Handling mmap() messages

QNX SDP8.0Writing a Resource ManagerDeveloper

Most of the time, you won't need to provide a handler for _IO_MMAP messages because the default handling is sufficient for most resource managers.

When a process calls mmap(), the function sends a _MEM_MAP message to the OS's memory manager, which then sends an _IO_MMAP message to the appropriate resource manager (most likely for a filesystem). The resource manager replies with the information that the memory manager needs, and then the memory manager replies to the original process.

The default handler for _IO_MMAP messages is iofunc_mmap_default(). There's also an extended version, iofunc_mmap_default_ext().

You might provide your own handler in various cases:

  • If your resource doesn't support memory mapping, you could write a handler that simply returns ENOSYS via _RESMGR_STATUS().
  • If your resource manager can provide stat information for the memory manager, so that it won't have to send an additional message to your resource manager to get it, use iofunc_mmap_default_ext() as the handler, as described below.
  • If you want to provide more security for the shared memory object. Some methods of doing this aren't specific to resource managers (see Secure Buffer Management in the Shared Memory chapter of the QNX OS Programmer's Guide), but you can use the _IO_MMAP handler to provide additional security.

Describing the physical layout of a shared memory object

The default _IO_MMAP handler replies with a strict set of information, including protection bits, the offset within the file, the connection ID of the file from the memory manager, and a file descriptor (currently unused):
struct _io_mmap_reply {
    uint32_t        zero;
    uint32_t        allowed_prot;
    uint64_t        offset;
    int32_t         coid;
    int32_t         fd;
};

typedef union {
    struct _io_mmap         i;
    struct _io_mmap_reply   o;
} io_mmap_t;

The QNX OS provides an extended reply structure that stores information to help with:

  • management of the memory manager cache that maps the file
  • avoiding multiple messages to the resource manager on a single _IO_MMAP transaction by including stat/fstatvfs information
  • allowing the resource manager to specify an open object to map instead of relying on read/write functions
The _io_mmap_reply_ext_stat structure is defined as follows:
union _io_mmap_reply_ext_stat {
    struct stat stat;
    struct __stat_t32_2001  t32_2001;
    struct __stat_t32_2008  t32_2008;
    struct __stat_t64_2008  t64_2008;
#if __PTR_BITS__ == 32
    struct __stat_t32_2001  preferred;
#else
    struct __stat_t64_2008  preferred;
#endif
};

struct _io_mmap_reply_ext {
    struct _io_mmap_reply   base;
    struct {
        _Uint32t        flags;
        _Uint32t        zero32;
        _Uint64t        zero64[4];
        union _io_mmap_reply_ext_stat stat;
    } extended;
};

typedef union {
    struct _io_mmap             i;
    struct _io_mmap_reply_ext   o;
} io_mmap_ext_t;

The flags field lets the resource manager pass back small bits of information to the memory manager. The memory manager sets the flags field to 0 before sending the message; if the resource manager is using an extended reply, it must set _IO_MMAP_REPLY_FLAGS_USE_EXTENDED in the flags.

-*-*-

TASK 1:
Please report each line in the records below that contains the string "wrist".

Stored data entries

-*-*-

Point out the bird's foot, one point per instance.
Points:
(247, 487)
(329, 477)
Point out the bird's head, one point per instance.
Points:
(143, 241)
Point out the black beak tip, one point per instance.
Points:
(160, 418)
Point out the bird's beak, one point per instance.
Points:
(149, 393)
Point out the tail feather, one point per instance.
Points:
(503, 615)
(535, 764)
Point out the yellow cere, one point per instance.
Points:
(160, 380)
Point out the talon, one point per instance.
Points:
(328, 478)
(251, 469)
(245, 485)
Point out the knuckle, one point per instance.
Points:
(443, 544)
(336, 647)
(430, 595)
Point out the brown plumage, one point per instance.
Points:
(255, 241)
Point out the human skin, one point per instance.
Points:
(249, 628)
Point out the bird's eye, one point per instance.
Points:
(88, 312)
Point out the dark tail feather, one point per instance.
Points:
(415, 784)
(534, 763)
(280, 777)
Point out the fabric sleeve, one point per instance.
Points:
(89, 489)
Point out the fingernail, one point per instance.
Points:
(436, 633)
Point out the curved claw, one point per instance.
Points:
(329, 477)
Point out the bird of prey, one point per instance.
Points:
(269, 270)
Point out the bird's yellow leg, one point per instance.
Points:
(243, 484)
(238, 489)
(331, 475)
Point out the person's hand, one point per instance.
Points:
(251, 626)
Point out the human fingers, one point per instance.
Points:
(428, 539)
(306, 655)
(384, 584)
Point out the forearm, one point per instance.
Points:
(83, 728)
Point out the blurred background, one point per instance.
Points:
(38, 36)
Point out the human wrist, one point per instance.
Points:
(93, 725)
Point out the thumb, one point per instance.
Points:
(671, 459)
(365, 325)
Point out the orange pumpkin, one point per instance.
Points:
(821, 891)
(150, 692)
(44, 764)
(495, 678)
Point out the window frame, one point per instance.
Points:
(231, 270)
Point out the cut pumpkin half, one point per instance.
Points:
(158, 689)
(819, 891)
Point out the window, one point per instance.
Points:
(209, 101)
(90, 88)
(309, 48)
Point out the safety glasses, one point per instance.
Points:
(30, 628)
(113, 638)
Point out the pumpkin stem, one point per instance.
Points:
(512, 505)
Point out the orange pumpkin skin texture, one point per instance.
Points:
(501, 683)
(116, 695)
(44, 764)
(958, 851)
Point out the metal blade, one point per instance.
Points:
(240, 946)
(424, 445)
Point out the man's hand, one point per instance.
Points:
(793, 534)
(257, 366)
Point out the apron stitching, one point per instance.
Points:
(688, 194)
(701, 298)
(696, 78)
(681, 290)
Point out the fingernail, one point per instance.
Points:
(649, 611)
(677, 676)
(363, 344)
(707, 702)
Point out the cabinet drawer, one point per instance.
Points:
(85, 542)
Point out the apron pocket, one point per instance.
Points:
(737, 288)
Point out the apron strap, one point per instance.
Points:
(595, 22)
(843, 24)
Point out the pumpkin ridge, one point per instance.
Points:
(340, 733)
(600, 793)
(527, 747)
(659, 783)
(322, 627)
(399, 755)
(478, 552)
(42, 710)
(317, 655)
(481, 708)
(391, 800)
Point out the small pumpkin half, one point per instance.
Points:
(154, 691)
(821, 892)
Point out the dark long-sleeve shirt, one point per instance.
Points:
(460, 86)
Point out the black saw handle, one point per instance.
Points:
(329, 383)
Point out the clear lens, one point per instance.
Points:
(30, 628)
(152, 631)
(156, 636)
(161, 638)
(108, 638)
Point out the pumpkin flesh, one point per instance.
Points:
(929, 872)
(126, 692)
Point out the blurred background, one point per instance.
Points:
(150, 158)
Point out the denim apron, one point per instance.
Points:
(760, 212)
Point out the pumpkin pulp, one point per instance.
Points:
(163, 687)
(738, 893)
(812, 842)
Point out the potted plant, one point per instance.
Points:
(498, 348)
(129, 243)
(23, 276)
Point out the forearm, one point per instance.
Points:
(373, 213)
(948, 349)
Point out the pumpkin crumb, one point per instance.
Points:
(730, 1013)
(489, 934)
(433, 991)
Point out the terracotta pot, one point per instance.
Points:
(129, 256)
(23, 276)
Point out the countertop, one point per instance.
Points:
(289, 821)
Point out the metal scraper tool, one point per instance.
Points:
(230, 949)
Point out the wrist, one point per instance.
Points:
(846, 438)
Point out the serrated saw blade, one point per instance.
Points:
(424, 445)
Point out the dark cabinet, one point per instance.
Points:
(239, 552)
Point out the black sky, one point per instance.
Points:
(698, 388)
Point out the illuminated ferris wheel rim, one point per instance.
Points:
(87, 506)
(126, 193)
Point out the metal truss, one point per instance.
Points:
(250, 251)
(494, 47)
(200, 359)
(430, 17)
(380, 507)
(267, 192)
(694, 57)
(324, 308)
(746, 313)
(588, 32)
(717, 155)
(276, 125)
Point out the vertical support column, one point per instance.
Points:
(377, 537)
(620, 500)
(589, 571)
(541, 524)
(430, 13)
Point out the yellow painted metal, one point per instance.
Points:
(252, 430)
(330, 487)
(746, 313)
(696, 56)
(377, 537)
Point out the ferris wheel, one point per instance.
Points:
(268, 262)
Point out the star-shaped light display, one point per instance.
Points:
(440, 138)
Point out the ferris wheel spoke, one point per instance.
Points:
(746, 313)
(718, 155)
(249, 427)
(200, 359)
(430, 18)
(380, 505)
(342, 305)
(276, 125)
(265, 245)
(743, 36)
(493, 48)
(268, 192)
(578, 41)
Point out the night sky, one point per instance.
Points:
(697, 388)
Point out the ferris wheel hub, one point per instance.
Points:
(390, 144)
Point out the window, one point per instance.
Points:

-*-*-

TASK 2:
According to the page on handling mmap() messages, what must a resource manager set in the flags field when it uses an extended reply?

RESPONSE 1:
Point out the human wrist, one point per instance.
Point out the wrist, one point per instance.

RESPONSE 2:
_IO_MMAP_REPLY_FLAGS_USE_EXTENDED